▶ [WORK REQUEST]:
Among the lines below, restate word for word only those from the line with "the patient's face" through the line with "the patient in", with both end lines kept.

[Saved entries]
--------------------------------------------------
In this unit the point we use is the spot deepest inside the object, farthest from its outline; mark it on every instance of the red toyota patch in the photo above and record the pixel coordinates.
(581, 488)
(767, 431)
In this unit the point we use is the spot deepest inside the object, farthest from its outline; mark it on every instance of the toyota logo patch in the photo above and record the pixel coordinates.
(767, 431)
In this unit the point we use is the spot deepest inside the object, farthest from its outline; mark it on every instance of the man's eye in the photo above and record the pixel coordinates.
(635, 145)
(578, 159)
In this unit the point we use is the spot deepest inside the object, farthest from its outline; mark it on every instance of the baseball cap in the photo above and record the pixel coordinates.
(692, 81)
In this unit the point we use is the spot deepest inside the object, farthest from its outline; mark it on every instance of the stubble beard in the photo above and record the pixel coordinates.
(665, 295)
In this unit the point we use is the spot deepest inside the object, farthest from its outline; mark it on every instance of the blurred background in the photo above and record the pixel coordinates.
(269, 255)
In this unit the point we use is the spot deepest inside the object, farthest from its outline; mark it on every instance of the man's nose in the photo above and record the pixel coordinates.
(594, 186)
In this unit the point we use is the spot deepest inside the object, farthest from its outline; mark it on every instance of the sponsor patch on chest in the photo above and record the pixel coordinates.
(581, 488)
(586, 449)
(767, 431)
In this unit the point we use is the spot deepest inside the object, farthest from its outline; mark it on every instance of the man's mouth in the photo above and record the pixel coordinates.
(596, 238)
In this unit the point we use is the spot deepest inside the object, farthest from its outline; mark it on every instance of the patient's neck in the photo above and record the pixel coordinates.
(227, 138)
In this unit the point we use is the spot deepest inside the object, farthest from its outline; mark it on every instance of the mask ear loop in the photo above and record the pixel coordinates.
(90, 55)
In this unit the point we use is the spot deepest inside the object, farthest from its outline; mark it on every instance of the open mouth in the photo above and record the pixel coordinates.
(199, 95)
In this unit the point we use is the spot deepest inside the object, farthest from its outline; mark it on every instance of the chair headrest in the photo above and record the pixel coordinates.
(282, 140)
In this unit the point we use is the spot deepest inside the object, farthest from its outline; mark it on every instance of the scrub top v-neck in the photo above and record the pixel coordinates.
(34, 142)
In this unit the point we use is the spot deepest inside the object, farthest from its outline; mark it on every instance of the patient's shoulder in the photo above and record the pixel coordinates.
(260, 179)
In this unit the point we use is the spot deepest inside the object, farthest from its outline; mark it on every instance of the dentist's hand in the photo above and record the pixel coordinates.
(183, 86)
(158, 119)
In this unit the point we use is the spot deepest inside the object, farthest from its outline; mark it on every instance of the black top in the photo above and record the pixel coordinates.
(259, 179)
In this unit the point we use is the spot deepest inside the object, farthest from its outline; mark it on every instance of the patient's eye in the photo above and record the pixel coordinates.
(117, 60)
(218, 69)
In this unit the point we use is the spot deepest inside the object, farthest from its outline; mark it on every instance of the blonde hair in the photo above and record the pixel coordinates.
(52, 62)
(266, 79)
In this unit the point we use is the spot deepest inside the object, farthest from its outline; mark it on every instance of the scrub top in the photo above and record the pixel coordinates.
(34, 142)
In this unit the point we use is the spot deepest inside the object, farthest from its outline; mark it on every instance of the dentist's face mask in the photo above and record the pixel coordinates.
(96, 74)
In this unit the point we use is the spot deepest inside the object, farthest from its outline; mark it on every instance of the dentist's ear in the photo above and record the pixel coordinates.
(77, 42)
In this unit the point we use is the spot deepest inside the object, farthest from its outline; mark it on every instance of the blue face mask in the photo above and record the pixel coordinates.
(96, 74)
--------------------------------------------------
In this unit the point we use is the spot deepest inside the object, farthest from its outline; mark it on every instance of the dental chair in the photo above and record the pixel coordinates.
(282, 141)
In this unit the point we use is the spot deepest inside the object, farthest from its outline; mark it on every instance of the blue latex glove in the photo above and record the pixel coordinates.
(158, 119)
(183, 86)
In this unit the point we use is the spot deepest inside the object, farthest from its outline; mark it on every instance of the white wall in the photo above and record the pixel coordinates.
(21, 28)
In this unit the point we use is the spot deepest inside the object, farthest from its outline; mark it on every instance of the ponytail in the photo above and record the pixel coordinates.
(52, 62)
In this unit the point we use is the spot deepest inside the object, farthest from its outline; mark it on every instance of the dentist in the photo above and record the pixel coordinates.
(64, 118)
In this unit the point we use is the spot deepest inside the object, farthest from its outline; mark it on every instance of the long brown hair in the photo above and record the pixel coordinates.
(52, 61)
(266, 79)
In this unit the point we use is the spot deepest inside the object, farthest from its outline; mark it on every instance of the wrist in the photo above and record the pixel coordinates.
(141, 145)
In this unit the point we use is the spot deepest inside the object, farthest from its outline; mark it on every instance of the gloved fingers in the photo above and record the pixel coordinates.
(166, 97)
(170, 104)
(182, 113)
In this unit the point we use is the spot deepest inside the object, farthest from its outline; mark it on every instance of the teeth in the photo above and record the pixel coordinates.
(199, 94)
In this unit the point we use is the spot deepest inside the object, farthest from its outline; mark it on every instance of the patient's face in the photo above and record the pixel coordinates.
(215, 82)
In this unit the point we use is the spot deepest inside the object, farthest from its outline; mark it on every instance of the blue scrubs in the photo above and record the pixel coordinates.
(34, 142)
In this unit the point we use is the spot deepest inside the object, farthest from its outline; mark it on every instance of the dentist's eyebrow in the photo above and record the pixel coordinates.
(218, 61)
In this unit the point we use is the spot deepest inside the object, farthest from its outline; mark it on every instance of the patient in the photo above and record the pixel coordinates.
--------------------------------------------------
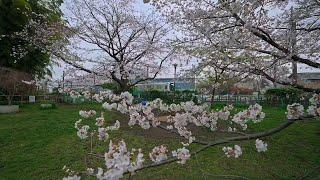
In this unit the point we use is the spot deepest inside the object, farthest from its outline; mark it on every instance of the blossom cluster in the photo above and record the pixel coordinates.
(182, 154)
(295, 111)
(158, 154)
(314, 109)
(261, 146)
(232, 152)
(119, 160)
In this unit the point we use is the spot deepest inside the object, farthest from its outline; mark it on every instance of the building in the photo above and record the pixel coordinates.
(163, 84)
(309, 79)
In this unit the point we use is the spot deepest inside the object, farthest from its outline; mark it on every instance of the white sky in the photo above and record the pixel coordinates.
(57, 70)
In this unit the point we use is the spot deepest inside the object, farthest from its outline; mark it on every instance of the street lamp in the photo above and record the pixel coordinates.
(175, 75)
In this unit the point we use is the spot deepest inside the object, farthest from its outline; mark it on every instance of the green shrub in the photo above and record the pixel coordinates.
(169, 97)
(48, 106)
--------------------------------------------------
▶ [RESPONSE]:
In this unit the point we use is the spot deepest inside the object, farthest from its outline; mark it on every instance of the patient's face in the photo above and record the pixel coordinates.
(215, 82)
In this unit the point we use is the spot deepest inside the object, farthest from its outline; mark it on every instance of the blue scrubs in the photo above and record the pixel coordinates.
(34, 142)
In this unit the point we use is the spot deepest inside the object, farthest from its outline; mark it on every instance of the dentist's eyebrow in the photo above and record the pixel coordinates.
(218, 61)
In this unit the point we use is the spot deepest inside the object, farthest from its outline; mark it on every instance of the patient in the photo above and record the pixel coordinates.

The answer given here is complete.